• Source text:
-- Opening Marker --

- Born: 5 April 1834 Bremen
- Died: 29 September 1922 (aged 88) Bremen
- Known for: Rediscovering Mendel's work, Plant hybridization
- Scientific career
- Fields: Botany, Genetics

= Wilhelm Olbers Focke =

German physician and botanist (1834–1922)

Wilhelm Olbers Focke (5 April 1834, Bremen – 29 September 1922, Bremen) was a medical doctor and botanist who in 1881 published a significant work on plant breeding entitled Die Pflanzen-Mischlinge, Ein Beitrag zur Biologie der Gewächse (The plant hybrids, a contribution to the biology of plants) which briefly mentioned Gregor Mendel's discoveries on hybridization. Although Charles Darwin had a copy of Focke's book he passed it along to a colleague apparently without reading this particular section. The rediscovery of Mendel's work is generally considered to have taken place in the first years of the 20th century, however in Die Pflanzen-Mischlinge, Mendel is mentioned about 18 times - although Focke did not apparently take Mendel's work all that seriously. Along with hybridization, Focke analyzed the non-Mendelian phenomena of graft hybrids, pseudogamy, and xenia.

In 1889 Focke conducted an inquiry into the former occurrence of malaria in Northern Germany. He also did much of the work throughout his life on the taxonomy of Rubus (Rosaceae) and published several studies (1877-1914). Between 1869 and 1872 he edited the exsiccata Rubi selecti, distributi a Dr. W. O. Focke. He wrote a number of section monographs for Adolf Engler and Karl Anton Eugen Prantl eds. Die Natürlichen Pflanzenfamilien in the family Rosaceae, notably regarding fruit-bearing plants of that family.

Much of his other output was published in the Bremen periodical: Abhandlungen: Naturwissenschaftlicher Verein zu Bremen, a complete list of the published papers in this periodical is available. On examining the Focke entries on this list of articles, one can appreciate the wide range of subjects that he studied as well as the industry with which he applied himself to his work.

-- Closing Marker --

• Task to complete:
Answer these questions using the text on Wilhelm Olbers Focke.
(a) In what year did Focke publish Die Pflanzen-Mischlinge?
(b) Between which years did he edit the exsiccata Rubi selecti?
(c) In which Bremen periodical was much of his other output published?

• Items from a data source:
-- Opening Marker --

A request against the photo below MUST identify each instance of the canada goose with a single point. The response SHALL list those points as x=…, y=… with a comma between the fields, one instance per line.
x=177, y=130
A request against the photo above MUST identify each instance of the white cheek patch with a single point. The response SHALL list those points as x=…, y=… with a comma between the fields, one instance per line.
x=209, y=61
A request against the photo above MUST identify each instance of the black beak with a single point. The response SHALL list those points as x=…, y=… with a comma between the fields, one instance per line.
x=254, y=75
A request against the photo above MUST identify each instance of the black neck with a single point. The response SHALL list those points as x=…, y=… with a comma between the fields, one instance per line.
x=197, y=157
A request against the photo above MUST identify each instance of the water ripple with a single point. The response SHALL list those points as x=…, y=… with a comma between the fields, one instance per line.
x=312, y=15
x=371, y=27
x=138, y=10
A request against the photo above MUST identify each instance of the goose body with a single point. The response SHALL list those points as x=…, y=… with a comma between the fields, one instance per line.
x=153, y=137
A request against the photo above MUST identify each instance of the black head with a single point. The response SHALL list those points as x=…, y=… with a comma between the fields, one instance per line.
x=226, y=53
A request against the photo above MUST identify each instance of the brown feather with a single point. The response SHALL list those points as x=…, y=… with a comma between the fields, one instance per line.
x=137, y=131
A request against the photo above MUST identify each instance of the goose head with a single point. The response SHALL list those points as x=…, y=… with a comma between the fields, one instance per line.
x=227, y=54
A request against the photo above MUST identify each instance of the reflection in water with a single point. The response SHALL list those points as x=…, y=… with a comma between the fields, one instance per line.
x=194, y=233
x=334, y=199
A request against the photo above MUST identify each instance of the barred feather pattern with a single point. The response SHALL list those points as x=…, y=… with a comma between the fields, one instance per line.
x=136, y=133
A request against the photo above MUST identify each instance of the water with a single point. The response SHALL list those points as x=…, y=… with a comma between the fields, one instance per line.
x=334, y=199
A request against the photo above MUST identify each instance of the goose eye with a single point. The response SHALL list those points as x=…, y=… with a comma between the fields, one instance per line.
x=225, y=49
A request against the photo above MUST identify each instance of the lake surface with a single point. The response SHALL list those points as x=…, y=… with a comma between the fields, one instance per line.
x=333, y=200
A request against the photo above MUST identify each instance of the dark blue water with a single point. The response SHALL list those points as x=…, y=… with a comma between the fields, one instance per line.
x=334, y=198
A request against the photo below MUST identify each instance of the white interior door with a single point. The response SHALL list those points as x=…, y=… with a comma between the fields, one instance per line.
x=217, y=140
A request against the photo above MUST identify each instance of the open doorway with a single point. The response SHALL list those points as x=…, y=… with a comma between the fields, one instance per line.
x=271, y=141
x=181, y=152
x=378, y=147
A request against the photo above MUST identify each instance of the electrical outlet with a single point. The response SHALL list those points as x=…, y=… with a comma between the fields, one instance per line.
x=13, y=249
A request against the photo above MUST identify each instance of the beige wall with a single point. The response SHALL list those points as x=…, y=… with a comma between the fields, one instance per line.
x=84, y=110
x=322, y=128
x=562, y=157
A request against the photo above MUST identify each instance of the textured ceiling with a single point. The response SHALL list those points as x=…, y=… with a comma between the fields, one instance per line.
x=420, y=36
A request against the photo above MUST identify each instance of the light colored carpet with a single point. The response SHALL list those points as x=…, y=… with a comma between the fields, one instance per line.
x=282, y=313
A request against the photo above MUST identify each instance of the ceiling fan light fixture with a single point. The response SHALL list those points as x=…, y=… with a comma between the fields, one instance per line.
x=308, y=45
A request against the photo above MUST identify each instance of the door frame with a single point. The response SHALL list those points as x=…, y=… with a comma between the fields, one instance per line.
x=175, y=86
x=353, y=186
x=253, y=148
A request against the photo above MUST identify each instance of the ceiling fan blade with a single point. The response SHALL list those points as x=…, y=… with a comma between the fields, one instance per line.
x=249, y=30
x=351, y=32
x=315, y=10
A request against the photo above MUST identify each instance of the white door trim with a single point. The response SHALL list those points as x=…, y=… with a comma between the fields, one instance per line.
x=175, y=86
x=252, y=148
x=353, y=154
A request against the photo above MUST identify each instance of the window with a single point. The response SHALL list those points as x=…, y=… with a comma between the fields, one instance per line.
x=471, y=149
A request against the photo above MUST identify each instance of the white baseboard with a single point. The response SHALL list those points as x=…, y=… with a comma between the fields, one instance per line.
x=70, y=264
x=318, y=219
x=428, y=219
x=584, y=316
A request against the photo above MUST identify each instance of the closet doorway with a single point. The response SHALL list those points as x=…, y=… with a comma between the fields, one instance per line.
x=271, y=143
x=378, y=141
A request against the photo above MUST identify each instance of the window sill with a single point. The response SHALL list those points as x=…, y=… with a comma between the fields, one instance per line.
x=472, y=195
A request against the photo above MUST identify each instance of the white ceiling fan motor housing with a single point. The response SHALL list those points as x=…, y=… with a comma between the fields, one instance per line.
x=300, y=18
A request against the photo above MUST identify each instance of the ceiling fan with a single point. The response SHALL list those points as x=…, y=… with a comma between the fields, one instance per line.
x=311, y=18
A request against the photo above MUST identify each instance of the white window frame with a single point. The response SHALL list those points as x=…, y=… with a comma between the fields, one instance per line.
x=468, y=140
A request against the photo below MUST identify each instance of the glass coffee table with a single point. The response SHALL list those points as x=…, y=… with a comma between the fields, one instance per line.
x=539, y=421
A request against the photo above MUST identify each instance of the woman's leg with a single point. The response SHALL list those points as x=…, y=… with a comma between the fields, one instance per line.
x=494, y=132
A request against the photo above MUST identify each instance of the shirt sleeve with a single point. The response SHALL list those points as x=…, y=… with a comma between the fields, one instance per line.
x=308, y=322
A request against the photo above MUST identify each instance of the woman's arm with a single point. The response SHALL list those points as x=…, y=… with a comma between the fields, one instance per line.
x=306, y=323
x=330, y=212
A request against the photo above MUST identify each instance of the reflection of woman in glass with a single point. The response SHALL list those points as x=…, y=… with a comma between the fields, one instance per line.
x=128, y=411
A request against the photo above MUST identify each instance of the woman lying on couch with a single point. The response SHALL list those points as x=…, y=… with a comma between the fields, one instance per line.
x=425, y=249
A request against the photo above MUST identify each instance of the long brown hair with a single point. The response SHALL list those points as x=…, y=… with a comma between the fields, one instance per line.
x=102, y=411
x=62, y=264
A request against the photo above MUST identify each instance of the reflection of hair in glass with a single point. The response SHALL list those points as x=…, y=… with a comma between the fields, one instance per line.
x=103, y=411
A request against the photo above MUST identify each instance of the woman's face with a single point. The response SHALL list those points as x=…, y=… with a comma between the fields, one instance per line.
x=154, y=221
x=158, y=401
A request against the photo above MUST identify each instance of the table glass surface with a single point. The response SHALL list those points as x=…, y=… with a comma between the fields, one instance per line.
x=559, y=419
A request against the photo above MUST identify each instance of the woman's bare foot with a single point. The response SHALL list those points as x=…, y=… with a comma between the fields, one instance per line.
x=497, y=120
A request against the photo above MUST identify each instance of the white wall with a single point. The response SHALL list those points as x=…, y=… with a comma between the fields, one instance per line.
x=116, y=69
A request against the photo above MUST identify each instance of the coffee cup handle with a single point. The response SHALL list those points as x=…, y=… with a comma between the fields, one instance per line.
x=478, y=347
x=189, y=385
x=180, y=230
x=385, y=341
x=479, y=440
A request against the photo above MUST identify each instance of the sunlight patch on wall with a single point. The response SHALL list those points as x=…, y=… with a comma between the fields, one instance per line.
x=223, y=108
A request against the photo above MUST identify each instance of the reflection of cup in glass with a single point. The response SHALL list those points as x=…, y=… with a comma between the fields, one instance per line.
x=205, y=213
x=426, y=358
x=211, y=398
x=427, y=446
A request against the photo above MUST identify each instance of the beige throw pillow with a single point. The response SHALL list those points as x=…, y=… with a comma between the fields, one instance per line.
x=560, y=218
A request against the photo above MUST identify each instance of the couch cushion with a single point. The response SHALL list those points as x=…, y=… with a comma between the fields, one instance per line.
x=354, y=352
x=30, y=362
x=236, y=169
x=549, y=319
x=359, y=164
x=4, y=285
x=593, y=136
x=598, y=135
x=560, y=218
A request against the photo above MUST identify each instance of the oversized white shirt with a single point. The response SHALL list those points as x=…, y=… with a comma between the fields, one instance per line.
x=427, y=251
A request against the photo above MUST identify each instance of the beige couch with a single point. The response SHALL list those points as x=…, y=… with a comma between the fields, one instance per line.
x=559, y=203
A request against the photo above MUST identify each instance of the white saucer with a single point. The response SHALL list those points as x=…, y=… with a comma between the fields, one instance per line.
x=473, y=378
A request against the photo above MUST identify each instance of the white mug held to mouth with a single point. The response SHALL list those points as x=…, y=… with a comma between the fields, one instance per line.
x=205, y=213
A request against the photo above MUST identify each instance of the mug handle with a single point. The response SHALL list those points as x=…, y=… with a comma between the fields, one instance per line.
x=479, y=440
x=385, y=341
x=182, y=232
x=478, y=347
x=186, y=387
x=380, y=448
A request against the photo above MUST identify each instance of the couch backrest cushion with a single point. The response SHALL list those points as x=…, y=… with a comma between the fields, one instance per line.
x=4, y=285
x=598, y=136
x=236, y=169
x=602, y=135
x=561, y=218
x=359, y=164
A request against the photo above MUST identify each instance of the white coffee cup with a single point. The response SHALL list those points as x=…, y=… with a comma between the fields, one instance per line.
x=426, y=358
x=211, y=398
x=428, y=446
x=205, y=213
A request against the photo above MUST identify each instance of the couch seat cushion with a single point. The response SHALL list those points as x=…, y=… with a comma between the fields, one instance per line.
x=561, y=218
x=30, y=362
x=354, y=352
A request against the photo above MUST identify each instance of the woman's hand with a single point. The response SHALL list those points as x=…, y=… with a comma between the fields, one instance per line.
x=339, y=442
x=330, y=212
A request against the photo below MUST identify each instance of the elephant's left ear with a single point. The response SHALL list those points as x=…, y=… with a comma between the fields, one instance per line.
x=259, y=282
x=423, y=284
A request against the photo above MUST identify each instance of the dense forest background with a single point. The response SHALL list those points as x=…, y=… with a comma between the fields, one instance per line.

-- Closing Marker --

• Final answer:
(a) 1881
(b) Between 1869 and 1872
(c) Abhandlungen: Naturwissenschaftlicher Verein zu Bremen